[Records of labeled points]
--------------------

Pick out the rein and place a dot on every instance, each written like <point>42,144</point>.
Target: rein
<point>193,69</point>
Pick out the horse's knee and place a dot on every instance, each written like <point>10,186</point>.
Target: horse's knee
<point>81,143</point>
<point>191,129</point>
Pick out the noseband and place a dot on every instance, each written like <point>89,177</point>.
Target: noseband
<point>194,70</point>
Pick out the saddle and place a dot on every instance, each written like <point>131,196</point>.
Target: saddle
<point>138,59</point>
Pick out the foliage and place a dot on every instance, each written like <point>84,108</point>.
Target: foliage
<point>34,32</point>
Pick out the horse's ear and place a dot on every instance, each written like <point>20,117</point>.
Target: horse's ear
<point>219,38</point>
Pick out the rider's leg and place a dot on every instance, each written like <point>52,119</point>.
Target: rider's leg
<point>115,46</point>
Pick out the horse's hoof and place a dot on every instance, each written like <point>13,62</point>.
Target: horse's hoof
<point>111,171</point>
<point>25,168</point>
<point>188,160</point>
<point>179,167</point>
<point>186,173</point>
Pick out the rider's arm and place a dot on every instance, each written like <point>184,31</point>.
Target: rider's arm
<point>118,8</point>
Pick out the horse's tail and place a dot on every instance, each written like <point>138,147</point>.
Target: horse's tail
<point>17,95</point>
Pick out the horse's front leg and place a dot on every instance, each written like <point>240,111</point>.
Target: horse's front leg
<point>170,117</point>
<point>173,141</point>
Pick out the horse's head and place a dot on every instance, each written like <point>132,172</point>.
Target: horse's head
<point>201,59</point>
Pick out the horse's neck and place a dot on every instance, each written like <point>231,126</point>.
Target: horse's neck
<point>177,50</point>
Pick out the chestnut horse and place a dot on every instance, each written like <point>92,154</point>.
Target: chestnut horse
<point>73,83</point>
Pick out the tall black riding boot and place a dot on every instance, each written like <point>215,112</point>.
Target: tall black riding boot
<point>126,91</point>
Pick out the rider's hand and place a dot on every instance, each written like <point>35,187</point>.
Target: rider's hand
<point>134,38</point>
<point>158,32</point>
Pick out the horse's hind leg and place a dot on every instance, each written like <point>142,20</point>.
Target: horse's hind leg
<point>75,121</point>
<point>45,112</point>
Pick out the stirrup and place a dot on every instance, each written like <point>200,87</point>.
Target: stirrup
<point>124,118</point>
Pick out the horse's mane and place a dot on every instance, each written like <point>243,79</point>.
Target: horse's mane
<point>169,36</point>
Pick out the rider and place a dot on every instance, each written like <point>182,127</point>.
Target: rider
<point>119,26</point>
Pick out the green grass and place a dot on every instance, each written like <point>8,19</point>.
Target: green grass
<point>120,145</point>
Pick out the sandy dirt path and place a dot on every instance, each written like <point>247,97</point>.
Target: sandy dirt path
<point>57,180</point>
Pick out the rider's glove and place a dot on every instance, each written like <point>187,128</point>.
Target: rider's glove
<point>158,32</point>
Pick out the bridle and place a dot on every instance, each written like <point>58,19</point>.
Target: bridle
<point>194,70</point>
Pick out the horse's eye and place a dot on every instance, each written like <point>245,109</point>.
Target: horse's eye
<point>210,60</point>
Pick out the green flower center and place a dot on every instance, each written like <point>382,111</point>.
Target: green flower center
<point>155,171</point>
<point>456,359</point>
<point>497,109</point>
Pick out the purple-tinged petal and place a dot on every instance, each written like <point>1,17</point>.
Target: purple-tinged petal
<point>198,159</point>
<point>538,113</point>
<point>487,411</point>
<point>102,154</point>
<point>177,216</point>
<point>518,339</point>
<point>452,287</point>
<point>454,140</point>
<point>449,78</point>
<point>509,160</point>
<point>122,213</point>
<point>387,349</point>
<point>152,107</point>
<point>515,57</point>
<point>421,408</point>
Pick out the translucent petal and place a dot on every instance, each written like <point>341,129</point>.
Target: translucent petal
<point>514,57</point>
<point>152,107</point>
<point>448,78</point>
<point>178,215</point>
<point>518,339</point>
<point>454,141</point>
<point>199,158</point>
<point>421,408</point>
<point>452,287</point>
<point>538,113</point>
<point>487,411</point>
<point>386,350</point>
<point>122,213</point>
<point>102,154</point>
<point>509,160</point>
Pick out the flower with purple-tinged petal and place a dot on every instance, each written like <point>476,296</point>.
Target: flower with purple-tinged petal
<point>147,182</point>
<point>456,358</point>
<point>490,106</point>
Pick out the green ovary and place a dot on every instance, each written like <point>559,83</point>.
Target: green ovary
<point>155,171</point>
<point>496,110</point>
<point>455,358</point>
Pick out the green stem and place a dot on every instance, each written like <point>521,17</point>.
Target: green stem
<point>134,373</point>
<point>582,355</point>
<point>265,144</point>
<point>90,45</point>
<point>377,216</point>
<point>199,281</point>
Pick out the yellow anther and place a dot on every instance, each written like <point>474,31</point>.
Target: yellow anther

--------------------

Problem requirements
Scale the part of the items that opens with the line containing "Pick out the horse's mane" and closes with the line containing "<point>119,26</point>", and give all of those lines again, requests included. Multiply every coordinate in the answers by 1.55 and round to whole numbers, with halves going up, while leaving the requests and their format samples unchanged.

Complete response
Pick out the horse's mane and place a dot on every instance, each written like <point>243,79</point>.
Target: horse's mane
<point>262,56</point>
Pick out the rider and place a dot on every instance, each written like <point>182,127</point>.
Target: rider
<point>184,40</point>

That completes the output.